═════ WORKING DATA ═════

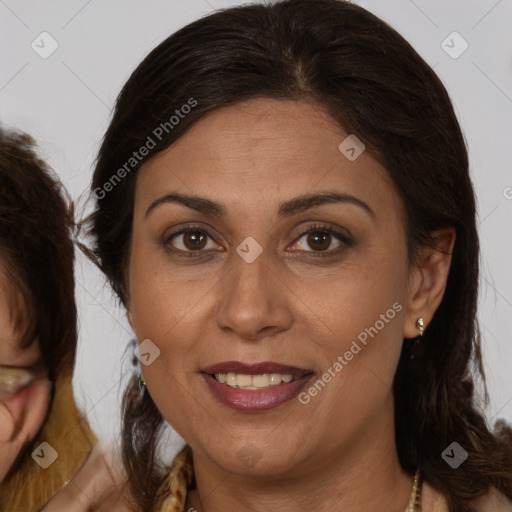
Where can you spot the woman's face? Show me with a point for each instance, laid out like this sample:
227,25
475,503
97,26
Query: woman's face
22,411
245,294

═════

§ SET TASK: Copy out every line of the records above word for word, leaving out the pictures.

§ ANSWER TO THIS PROBLEM:
Where can you spot the woman's face? Show me with a point for each instance, laid out like this sample:
227,25
475,503
97,26
Query: woman's face
22,411
245,294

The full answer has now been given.